### Problem requirements
Please retype the entries below exactly, only from their first line through the line containing "Target: dark blue race car", leaving every picture out.

───── Source material

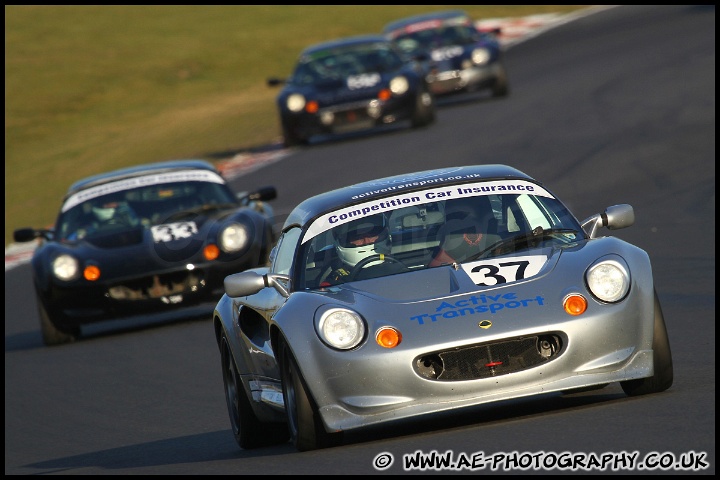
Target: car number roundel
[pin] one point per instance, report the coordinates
(363, 81)
(489, 272)
(173, 231)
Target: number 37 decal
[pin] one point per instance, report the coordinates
(489, 272)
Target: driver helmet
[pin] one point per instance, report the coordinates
(362, 238)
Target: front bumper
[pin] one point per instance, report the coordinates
(469, 79)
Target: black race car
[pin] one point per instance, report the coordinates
(351, 84)
(145, 239)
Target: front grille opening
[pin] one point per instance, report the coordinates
(158, 286)
(489, 360)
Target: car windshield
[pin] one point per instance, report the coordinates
(431, 229)
(140, 201)
(342, 62)
(432, 38)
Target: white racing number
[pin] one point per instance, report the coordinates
(489, 272)
(365, 80)
(173, 231)
(446, 53)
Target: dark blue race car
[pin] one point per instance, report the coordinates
(145, 239)
(351, 84)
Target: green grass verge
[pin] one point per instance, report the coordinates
(93, 88)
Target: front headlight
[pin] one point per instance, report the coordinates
(233, 238)
(399, 85)
(608, 280)
(341, 328)
(481, 56)
(295, 102)
(65, 267)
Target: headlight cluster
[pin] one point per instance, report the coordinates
(233, 238)
(608, 280)
(341, 328)
(295, 102)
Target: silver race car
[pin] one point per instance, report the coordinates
(412, 295)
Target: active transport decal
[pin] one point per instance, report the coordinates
(130, 183)
(489, 272)
(447, 192)
(477, 304)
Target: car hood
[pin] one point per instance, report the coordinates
(338, 91)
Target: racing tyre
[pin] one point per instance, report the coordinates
(52, 335)
(662, 360)
(292, 140)
(424, 113)
(306, 429)
(248, 430)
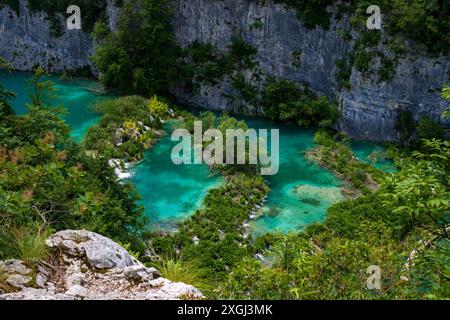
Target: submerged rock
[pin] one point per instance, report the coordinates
(315, 195)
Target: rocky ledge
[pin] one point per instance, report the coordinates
(86, 265)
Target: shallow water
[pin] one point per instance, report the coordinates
(301, 191)
(287, 210)
(170, 193)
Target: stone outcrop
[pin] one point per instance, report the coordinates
(86, 265)
(369, 108)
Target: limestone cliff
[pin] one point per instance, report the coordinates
(86, 265)
(369, 108)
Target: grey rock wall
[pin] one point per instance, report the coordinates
(25, 41)
(369, 109)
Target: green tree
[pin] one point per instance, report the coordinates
(140, 57)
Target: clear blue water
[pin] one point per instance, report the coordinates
(301, 191)
(73, 95)
(170, 193)
(287, 210)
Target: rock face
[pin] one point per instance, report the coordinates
(26, 41)
(285, 49)
(369, 109)
(86, 265)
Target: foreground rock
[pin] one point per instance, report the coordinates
(86, 265)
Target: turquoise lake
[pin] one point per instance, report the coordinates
(301, 191)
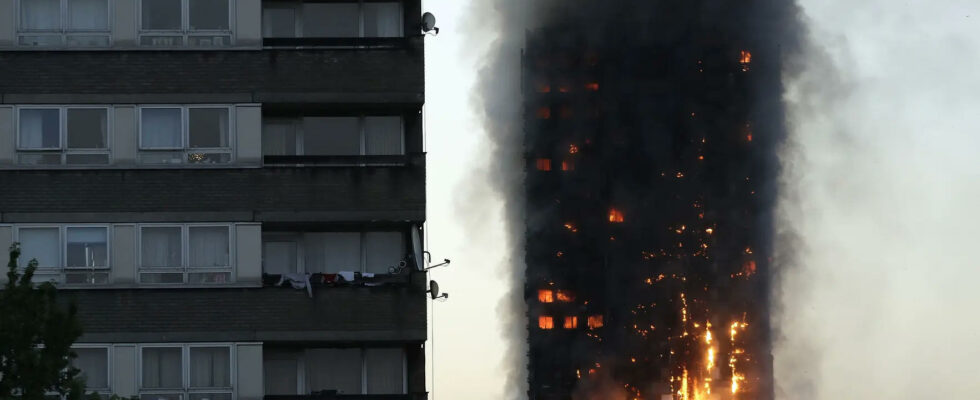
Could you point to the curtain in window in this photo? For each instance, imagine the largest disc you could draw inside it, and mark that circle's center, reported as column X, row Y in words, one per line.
column 334, row 369
column 39, row 15
column 383, row 135
column 42, row 244
column 160, row 247
column 280, row 372
column 162, row 368
column 279, row 138
column 279, row 257
column 88, row 15
column 210, row 367
column 94, row 364
column 333, row 251
column 208, row 246
column 39, row 129
column 382, row 20
column 160, row 128
column 382, row 250
column 87, row 247
column 385, row 373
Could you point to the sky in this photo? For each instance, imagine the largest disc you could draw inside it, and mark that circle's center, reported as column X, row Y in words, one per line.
column 878, row 218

──────────

### Task output
Target: car number roundel
[pin] one point per instance, report the coordinates
(363, 81)
(489, 272)
(173, 231)
Target: number 37 decal
[pin] one point per instance, report the coordinates
(489, 272)
Target: driver helmet
[pin] one point per instance, report the coordinates
(362, 238)
Target: front bumper
[pin] one point per instance, report the coordinates
(469, 79)
Target: black race car
[pin] one point per instance, report the coordinates
(351, 84)
(145, 239)
Target: front grille opening
[pin] one point per instance, report the coordinates
(158, 286)
(489, 360)
Target: car windshield
[pin] one point per instance, report the coordinates
(431, 229)
(140, 201)
(342, 62)
(432, 38)
Target: white racing number
[pin] one point per instance, report the coordinates
(489, 272)
(365, 80)
(173, 231)
(446, 53)
Target: dark blue race car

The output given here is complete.